# [MATERIAL TO PROCESS]
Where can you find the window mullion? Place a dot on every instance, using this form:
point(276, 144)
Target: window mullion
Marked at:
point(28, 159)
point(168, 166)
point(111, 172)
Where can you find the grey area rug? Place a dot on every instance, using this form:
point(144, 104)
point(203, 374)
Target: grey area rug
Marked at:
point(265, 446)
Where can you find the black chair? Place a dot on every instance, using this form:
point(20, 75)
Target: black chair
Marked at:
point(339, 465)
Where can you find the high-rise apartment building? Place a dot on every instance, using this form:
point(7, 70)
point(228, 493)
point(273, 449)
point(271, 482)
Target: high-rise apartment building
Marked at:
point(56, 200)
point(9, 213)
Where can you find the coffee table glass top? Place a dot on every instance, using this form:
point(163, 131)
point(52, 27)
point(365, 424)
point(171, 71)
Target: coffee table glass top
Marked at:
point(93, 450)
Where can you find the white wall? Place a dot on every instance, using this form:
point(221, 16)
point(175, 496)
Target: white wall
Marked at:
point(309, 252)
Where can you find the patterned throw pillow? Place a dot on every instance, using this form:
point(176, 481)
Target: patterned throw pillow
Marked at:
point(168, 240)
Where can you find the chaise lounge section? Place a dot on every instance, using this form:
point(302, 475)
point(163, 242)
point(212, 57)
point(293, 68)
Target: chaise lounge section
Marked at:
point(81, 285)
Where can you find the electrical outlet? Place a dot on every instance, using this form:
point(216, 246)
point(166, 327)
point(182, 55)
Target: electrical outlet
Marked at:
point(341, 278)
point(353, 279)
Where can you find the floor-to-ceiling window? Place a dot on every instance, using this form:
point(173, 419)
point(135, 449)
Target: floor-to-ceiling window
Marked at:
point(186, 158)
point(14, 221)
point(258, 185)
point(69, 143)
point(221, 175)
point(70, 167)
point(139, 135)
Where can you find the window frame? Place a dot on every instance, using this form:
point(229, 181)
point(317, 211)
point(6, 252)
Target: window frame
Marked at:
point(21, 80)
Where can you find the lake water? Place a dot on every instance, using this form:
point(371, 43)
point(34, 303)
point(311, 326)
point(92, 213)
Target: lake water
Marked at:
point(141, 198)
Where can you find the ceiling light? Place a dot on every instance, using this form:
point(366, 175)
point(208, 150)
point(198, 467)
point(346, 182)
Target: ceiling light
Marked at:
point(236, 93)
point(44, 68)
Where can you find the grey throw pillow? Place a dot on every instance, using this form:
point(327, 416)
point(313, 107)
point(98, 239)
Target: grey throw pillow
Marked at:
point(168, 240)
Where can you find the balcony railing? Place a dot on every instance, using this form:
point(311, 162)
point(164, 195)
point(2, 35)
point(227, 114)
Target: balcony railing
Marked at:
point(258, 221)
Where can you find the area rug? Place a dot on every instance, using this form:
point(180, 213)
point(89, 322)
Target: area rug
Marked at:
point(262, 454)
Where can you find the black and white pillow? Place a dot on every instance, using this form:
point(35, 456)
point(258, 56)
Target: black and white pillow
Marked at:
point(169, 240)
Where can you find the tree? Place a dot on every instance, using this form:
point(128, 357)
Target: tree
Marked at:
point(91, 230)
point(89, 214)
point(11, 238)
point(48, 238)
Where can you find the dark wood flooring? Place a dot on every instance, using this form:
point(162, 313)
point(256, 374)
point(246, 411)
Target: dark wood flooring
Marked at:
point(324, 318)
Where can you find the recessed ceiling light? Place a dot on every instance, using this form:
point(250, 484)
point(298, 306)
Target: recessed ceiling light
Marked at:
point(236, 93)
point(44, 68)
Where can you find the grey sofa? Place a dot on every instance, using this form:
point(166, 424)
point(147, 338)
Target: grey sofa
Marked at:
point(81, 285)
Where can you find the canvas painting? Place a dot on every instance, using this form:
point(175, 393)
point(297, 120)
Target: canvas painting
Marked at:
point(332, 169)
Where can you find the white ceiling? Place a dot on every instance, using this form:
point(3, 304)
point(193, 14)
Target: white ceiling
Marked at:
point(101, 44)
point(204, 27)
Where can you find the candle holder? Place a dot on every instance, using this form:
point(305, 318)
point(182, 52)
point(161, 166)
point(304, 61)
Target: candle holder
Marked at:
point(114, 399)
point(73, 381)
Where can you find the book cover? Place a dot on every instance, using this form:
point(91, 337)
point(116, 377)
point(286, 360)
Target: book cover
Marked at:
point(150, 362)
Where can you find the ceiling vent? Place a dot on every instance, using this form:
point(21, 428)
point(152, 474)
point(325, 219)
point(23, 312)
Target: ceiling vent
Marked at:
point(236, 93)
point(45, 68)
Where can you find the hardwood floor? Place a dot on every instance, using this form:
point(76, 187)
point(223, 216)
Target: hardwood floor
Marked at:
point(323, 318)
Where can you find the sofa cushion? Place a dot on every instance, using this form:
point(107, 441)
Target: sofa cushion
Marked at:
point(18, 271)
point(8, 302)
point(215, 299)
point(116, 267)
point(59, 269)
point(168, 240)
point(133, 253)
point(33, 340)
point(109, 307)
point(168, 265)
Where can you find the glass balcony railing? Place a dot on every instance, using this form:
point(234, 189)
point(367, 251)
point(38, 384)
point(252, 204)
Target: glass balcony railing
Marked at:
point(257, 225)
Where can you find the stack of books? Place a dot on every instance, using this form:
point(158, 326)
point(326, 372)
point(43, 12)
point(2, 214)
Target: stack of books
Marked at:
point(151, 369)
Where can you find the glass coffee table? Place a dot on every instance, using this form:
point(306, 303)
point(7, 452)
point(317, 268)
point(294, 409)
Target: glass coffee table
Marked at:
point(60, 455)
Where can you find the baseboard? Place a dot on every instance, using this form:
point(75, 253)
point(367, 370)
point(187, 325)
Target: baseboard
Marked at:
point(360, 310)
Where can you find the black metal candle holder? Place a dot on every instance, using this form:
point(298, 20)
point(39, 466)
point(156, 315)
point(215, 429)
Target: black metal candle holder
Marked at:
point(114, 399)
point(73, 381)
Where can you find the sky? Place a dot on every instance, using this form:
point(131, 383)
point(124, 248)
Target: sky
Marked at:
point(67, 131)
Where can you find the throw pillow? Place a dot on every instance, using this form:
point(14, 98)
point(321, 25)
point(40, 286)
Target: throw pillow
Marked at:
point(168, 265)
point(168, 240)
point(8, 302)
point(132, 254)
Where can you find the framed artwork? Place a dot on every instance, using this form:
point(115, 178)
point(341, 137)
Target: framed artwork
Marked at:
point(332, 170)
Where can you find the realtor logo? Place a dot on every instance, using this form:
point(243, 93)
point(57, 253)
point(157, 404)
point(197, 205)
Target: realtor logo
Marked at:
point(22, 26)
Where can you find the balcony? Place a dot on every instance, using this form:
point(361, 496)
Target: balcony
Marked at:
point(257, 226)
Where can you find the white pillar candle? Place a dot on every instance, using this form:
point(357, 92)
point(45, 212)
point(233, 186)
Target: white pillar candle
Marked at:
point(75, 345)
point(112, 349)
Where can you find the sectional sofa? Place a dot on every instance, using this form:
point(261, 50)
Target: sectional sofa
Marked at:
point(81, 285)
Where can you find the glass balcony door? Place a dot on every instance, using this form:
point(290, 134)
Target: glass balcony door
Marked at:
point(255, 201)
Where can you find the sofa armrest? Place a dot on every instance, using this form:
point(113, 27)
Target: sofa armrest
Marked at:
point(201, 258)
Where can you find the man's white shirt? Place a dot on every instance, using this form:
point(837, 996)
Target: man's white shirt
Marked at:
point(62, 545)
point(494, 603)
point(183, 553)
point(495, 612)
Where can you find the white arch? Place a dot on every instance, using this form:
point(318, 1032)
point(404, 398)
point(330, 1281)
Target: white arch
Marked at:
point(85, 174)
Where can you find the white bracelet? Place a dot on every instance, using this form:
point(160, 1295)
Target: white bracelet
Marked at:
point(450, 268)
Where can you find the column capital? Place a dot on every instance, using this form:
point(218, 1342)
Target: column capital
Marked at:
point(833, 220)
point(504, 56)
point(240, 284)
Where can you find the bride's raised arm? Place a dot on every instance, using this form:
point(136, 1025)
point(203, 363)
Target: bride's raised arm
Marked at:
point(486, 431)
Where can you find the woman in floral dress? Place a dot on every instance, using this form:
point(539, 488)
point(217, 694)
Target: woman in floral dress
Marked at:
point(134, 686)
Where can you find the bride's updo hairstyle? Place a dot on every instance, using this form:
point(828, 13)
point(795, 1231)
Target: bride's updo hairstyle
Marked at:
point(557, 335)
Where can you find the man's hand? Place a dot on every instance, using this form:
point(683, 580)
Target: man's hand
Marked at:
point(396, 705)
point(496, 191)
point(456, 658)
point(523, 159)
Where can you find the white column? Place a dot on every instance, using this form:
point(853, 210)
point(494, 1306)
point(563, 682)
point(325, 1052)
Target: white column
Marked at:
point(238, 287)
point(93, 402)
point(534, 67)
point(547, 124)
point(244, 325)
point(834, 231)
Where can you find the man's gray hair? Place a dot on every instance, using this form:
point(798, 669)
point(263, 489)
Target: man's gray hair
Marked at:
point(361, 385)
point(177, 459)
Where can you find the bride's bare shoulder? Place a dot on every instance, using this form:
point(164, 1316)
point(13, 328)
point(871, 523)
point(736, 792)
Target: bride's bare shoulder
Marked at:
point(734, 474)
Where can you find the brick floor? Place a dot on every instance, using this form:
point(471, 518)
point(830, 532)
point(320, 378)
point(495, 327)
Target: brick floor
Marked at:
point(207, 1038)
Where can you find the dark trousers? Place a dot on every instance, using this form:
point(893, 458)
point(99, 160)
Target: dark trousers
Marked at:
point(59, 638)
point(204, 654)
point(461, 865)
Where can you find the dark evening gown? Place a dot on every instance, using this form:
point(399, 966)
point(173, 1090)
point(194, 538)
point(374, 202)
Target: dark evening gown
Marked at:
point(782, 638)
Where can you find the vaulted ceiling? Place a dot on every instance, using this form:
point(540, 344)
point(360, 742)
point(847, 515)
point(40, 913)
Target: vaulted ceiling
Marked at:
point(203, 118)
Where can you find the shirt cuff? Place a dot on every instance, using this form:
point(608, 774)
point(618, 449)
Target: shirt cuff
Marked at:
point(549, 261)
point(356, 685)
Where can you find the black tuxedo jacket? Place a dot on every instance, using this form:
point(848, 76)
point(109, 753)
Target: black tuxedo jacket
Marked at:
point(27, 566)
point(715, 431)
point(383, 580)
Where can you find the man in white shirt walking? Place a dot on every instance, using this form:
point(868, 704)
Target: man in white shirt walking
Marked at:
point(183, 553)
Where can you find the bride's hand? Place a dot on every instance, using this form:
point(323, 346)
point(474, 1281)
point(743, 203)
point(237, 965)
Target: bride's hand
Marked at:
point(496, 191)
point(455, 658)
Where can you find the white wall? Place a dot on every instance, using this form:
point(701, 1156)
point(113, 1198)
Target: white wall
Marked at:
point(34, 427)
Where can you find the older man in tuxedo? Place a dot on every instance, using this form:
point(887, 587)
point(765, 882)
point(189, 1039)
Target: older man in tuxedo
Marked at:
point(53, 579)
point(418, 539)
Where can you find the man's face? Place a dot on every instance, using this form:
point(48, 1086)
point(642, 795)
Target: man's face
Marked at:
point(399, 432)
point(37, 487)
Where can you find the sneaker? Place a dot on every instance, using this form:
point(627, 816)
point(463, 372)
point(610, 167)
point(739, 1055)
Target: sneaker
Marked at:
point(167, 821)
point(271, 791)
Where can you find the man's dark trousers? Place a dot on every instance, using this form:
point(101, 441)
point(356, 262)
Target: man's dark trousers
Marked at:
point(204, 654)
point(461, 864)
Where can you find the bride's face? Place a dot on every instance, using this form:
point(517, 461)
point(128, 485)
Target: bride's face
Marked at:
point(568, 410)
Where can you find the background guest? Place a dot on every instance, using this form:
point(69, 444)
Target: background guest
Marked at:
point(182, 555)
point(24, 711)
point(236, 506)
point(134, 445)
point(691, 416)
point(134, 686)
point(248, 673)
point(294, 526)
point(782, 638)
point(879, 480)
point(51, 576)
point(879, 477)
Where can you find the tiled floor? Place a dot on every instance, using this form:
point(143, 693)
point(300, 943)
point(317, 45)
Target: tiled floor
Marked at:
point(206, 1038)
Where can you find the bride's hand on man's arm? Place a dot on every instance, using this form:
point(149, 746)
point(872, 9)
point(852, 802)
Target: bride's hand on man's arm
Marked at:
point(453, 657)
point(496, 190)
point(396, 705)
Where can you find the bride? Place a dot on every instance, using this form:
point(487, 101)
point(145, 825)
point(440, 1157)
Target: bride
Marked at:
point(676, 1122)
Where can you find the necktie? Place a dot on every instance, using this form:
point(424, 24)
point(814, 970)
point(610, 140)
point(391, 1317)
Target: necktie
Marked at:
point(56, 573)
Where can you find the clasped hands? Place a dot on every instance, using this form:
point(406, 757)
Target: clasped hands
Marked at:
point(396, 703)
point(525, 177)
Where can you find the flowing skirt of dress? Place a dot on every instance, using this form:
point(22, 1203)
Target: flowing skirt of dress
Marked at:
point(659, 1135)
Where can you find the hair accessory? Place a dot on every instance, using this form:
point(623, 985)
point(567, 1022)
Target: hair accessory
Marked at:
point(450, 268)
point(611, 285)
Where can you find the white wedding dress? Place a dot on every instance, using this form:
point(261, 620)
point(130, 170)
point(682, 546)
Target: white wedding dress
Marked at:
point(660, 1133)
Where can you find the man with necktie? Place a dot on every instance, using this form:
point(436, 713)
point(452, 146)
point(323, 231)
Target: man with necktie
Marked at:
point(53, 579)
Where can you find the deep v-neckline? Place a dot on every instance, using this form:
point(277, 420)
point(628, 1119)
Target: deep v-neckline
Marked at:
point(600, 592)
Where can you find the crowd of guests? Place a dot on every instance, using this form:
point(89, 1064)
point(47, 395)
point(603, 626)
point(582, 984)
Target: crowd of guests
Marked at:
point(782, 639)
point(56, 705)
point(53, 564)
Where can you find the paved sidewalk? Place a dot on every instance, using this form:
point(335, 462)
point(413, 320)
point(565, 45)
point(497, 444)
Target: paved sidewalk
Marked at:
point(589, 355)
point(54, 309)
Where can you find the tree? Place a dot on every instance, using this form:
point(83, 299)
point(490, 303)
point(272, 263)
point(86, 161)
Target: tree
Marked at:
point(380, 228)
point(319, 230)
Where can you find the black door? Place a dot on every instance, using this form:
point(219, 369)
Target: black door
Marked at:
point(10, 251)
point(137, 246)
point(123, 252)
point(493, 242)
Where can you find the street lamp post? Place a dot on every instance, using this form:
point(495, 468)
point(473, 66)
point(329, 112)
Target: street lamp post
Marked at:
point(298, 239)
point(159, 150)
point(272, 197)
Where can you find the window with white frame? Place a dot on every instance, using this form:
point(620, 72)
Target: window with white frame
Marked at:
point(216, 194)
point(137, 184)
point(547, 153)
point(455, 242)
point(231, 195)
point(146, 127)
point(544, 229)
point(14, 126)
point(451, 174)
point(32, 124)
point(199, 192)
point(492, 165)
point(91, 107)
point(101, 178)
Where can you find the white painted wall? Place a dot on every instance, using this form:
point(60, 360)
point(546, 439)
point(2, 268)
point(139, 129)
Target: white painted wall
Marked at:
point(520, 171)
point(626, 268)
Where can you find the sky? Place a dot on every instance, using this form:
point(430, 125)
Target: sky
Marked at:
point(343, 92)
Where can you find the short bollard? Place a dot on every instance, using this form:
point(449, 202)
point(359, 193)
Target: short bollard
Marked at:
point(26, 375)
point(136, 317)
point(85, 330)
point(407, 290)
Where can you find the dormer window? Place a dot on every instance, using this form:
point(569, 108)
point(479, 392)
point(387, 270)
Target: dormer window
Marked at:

# [SHORT EXERCISE]
Can you reproduce, word for word, the records from their very first line down to the line holding "point(353, 279)", with both of those lines included?

# [SOLUTION]
Where can you find the window mullion? Place a dot on every instance, using this form:
point(276, 144)
Target: window mullion
Marked at:
point(28, 159)
point(168, 166)
point(111, 172)
Where can you find the grey area rug? Place a dot on every instance, using this form:
point(144, 104)
point(203, 374)
Target: grey area rug
Marked at:
point(265, 446)
Where can you find the black chair? Place a dot on every instance, using this form:
point(20, 75)
Target: black chair
Marked at:
point(339, 465)
Where can you find the high-rise apartment building? Place a dot on every instance, using this form:
point(7, 70)
point(228, 493)
point(273, 449)
point(271, 482)
Target: high-rise apartment building
Marked at:
point(56, 200)
point(9, 213)
Where can you find the coffee table glass top? Place a dot on every instance, using this form:
point(163, 131)
point(52, 27)
point(365, 424)
point(171, 71)
Target: coffee table glass top
Marked at:
point(93, 450)
Where can you find the white wall? Place a dot on every instance, using this form:
point(221, 16)
point(175, 496)
Target: white wall
Marked at:
point(309, 252)
Where can you find the patterned throw pillow? Place a dot on every instance, using this form:
point(176, 481)
Target: patterned throw pillow
Marked at:
point(168, 240)
Where can you find the chaise lounge section? Place a dot on every instance, using this form:
point(302, 475)
point(163, 242)
point(212, 57)
point(293, 68)
Target: chaise lounge section
Marked at:
point(81, 285)
Where can you find the electrical outlet? Place a dot on every instance, using this form:
point(216, 246)
point(166, 327)
point(182, 55)
Target: electrical outlet
Marked at:
point(341, 278)
point(353, 279)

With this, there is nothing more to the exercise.